Page text.
Last night I went to see Sting and Paul Simon.  It was an incredible show (how could it have been anything less?).  It would have been one of the best shows I've ever seen except for one thing - the people around me were terrible concert goers.

I believe in social manners and I strongly believe in concert etiquette.  I don't drink much as it is, but I never drink at concerts for a number of reasons.  One of those reasons is because I know that after imbibing even the most well-behaved people can get obnoxious.  Hence our first problem: the people to my right were wicked drunk and, consequently, wicked loud.  One woman talked throughout out 95% of the show.

Now if this had been a loud rock show, I wouldn't have minded as much.  But given that it wasn't and also that she seemed to really like both Sting and Paul Simon, the talking got old fast.  Yeah I get it that you wanna talk to your friends, but not the ENTIRE TIME.  Why spend the money on the ticket?  Just go to a bar.  Or stay home!

So excessive talking is a no-no in my concert etiquette book.

For the first hour of the show, the seats directly in front of me were empty which was nice for so many reasons.  Seven songs into the show, a group of four shows up and claims their seats.  Womp womp.  But that was fine - people are supposed to go to concerts.

People are not supposed to text throughout concerts.

I absolutely HATE cell phones at concerts.  I think I took mine out three times last night - once to respond to a friend whom I thought I could pick up from the airport but couldn't and the other times to check the set list (sometimes I like to be surprised, but these guys don't do surprises so I don't care.  Bruce Springsteen?  I never check a setlist during a show - all kinds of surprises).  And the brightness on my phone was all the way off.  I'd ban cell phones from concerts if I could.

Meanwhile, the people in front of me had their phones out THE ENTIRE TIME.  The man in front of me proceeded to show his friends (and I think strangers too) pictures of his last vacation, the woman next to him I think had two cell phones (I saw a Blackberry and an iPhone - I think), and the woman next to her would take a video and send it to her friends, then text about it.

Record extracts.
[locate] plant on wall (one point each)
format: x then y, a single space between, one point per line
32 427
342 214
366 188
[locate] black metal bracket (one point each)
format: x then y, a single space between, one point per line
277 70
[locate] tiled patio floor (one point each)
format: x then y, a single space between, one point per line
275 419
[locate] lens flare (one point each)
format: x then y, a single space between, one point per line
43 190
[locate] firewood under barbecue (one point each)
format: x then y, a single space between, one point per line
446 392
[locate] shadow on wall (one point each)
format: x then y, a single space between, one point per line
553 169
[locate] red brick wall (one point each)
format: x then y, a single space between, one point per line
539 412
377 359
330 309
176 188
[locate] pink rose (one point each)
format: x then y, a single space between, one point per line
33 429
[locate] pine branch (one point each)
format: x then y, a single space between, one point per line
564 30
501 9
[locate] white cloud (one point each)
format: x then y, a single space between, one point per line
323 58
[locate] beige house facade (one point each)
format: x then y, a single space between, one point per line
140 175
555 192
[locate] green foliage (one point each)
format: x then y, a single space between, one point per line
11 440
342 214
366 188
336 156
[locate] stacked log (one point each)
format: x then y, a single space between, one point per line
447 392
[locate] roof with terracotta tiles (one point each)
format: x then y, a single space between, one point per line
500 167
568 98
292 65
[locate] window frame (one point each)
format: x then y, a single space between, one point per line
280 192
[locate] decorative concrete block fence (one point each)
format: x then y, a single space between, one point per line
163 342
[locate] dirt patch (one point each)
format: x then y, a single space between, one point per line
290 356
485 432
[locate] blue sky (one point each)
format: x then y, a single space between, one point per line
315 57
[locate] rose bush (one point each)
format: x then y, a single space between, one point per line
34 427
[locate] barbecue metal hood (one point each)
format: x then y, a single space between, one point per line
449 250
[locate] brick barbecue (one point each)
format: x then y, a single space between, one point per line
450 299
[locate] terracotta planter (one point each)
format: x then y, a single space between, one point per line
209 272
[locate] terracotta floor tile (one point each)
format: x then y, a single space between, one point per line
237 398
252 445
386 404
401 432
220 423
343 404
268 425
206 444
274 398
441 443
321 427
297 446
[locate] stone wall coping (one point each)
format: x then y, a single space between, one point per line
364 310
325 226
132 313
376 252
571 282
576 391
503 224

Task 1. Reproduce the concert post word for word from "I believe in" to "concert etiquette book.".
Task 2. Condense the paragraph of the concert post that opens "I believe in social manners" into a short bulleted list that keeps its main facts.
The listing has no connection to the concert post.

Written response 1.
I believe in social manners and I strongly believe in concert etiquette.  I don't drink much as it is, but I never drink at concerts for a number of reasons.  One of those reasons is because I know that after imbibing even the most well-behaved people can get obnoxious.  Hence our first problem: the people to my right were wicked drunk and, consequently, wicked loud.  One woman talked throughout out 95% of the show.

Now if this had been a loud rock show, I wouldn't have minded as much.  But given that it wasn't and also that she seemed to really like both Sting and Paul Simon, the talking got old fast.  Yeah I get it that you wanna talk to your friends, but not the ENTIRE TIME.  Why spend the money on the ticket?  Just go to a bar.  Or stay home!

So excessive talking is a no-no in my concert etiquette book.

Written response 2.
- Believes strongly in social manners and concert etiquette.
- Drinks little in general and never at concerts, partly because drinking can make even well-behaved people obnoxious.
- The people to the right were very drunk and therefore very loud.
- One woman talked through 95% of the show.